* [Problems]:
- a) Answer these questions using the text on investor behavior:
(i) What question do financial advisors often hear from investors?
(ii) What three things should investment decisions always be based on?
(iii) What happens to investors during market corrections?
- b) Keep writing the text on investor behavior, going on from its final sentence.

* [Given text]:
* START *
In today’s world, investors have easy access to information, market updates, expert opinions, and investment products. Despite this, many investors still struggle to create long-term wealth. The reason is simple — successful investing is not driven only by knowledge, but also by behaviour.
Emotions such as fear, greed, impatience, and overconfidence often influence investment decisions more than logic. These emotional reactions lead to behavioural mistakes that can significantly damage long-term financial outcomes.
Here are some of the most common behavioural biases that negatively impact investors and their portfolios.
1. Recency Bias – Assuming Recent Performance Will Continue
One of the most common mistakes investors make is believing that recent performance will continue indefinitely.
Many investors choose mutual funds based only on short-term returns or recent rankings. A common question financial advisors often hear is:
“Which are the top-performing funds?”
Investors tend to rush towards funds or asset classes that have delivered strong returns in the recent past, assuming the trend will continue. For example, after a sharp rally in small-cap funds or a particular sector, investors often increase exposure aggressively without considering valuations, risk, or market cycles.
However, markets are cyclical by nature. Asset classes and fund categories move through periods of outperformance and underperformance.
The reality is:
Last year’s best-performing fund may not remain the top performer in the future.
Short-term returns can create misleading expectations.
Chasing recent winners often results in buying investments at elevated prices.
Successful investing requires suitability, discipline, and long-term thinking rather than performance chasing.
2. Sunk Cost Fallacy – Holding Weak Investments for Emotional Reasons
The sunk cost fallacy occurs when investors continue holding poor investments simply because they have already invested substantial money in them.
Instead of evaluating whether the investment still deserves a place in the portfolio, investors become emotionally attached to it. Even when a mutual fund scheme consistently underperforms or no longer aligns with financial goals, investors continue holding it and often keep averaging the cost.
This behaviour is driven by the mindset that selling the investment would mean accepting a loss.
However, investment decisions should always be based on:
future potential,
suitability for financial goals,
and portfolio quality.
The amount already invested in the past should not influence future decisions. Emotional attachment to underperforming investments can prevent investors from reallocating money to better opportunities.
3. Short-Termism – The Desire for Quick Profits
Many investors enter equity markets expecting quick returns and instant wealth creation. As a result, they frequently react to short-term market movements.
When markets rise sharply, investors become aggressive and overly optimistic. During corrections, fear takes over and they panic.
* END *
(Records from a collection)
* START *
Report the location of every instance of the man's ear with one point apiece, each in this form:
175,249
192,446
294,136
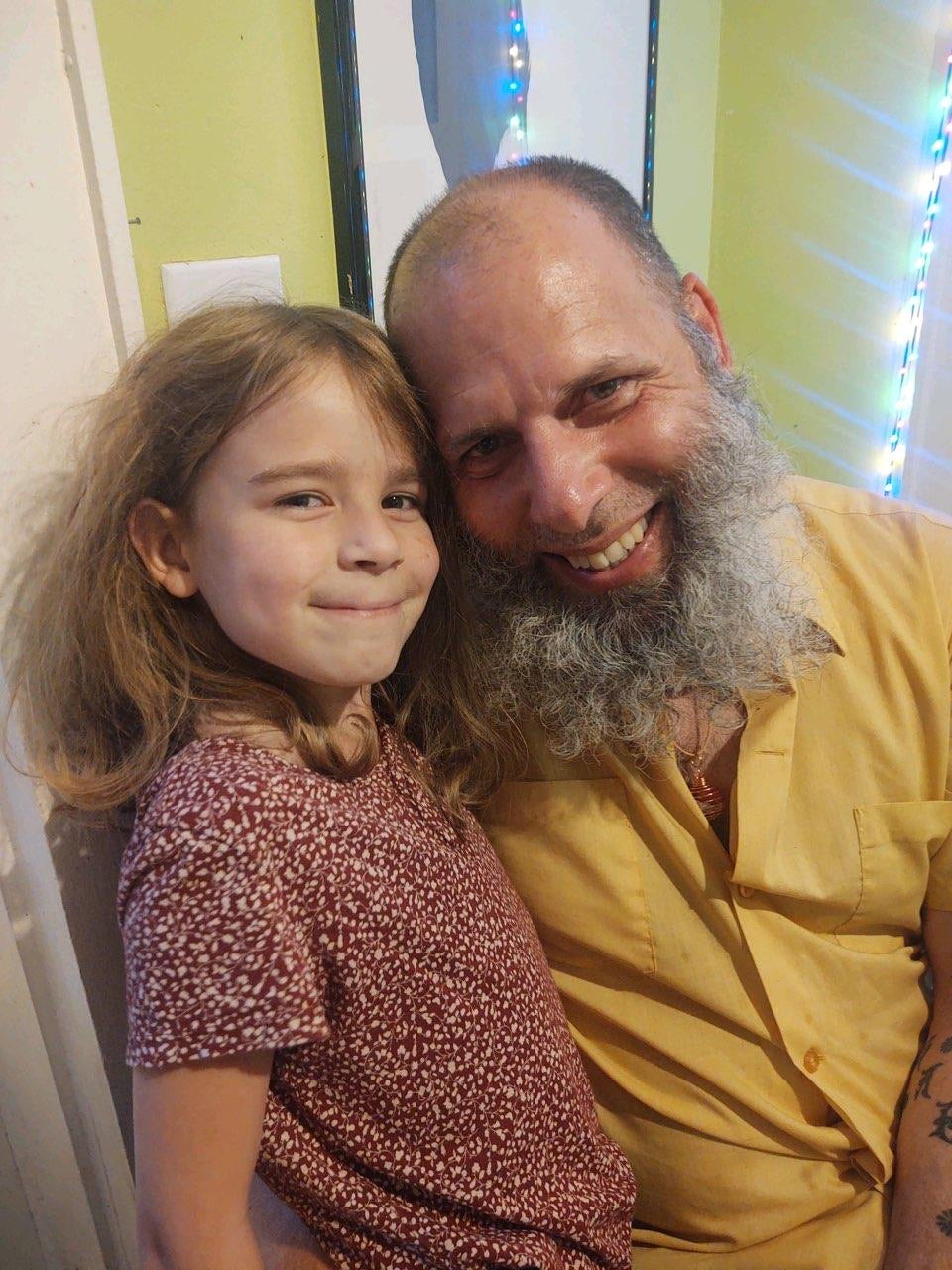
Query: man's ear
158,536
702,307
* END *
* [Set of answers]:
- a)
(i) "Which are the top-performing funds?"
(ii) Future potential, suitability for financial goals, and portfolio quality.
(iii) Fear takes over and they panic.

- b)
This lack of patience leads to:
frequent portfolio changes,
unnecessary switching between funds,
stopping SIPs during market declines,
and exiting investments too early.
Equity investing is designed for long-term wealth creation, but many investors behave like short-term traders.
In reality, long-term wealth creation in equity markets depends on:
disciplined investing,
consistency,
and the power of compounding over time.
Patience remains one of the most important qualities for successful investing.
4. Lack of Asset Allocation Discipline
Asset allocation is one of the most critical aspects of portfolio management, yet it is often ignored during emotionally charged market conditions.
During bull markets, investors tend to overexpose themselves to the best-performing asset class or market segment. For example:
investing excessively in equity mutual funds during market rallies,
allocating heavily towards small-cap funds after strong performance,
or increasing exposure to gold and silver only after prices have already risen significantly.
These decisions are usually emotion-driven rather than goal-driven.
During market downturns, panic often forces investors to exit investments at the wrong time, locking in losses and disrupting long-term financial plans.
Ignoring proper asset allocation increases portfolio risk and volatility.
A disciplined asset allocation strategy helps investors:
manage risk effectively,
maintain portfolio stability,
and reduce emotional decision-making during market fluctuations.
Diversification across asset classes is essential for long-term investing success.
5. Loss Aversion – The Fear of Loss
Loss aversion is one of the strongest behavioural biases in investing. Psychologically, the pain of loss feels much stronger than the joy of gains.
This bias leads investors to make two major mistakes.
Holding Losing Investments Too Long
Investors often continue holding poor-performing investments in the hope of recovering losses and reaching the original purchase price. Instead of accepting mistakes and making rational decisions, they delay corrective action.
Selling Winning Investments Too Early
At the same time, investors often book profits quickly in quality investments because they fear losing gains already earned.
As a result:
Weak investments remain in the portfolio for too long,
while strong wealth-creating investments are exited prematurely.
Over time, this weakens overall portfolio quality and limits long-term wealth creation potential.
Successful investing requires investors to allow quality investments sufficient time to grow while remaining objective about underperforming assets.
Conclusion
Investment success is not determined only by selecting the right products or predicting market movements. Behaviour and emotional discipline play an equally important role.
Many investors fail to achieve their financial goals not because markets disappoint them, but because emotional decision-making repeatedly leads them towards poor choices.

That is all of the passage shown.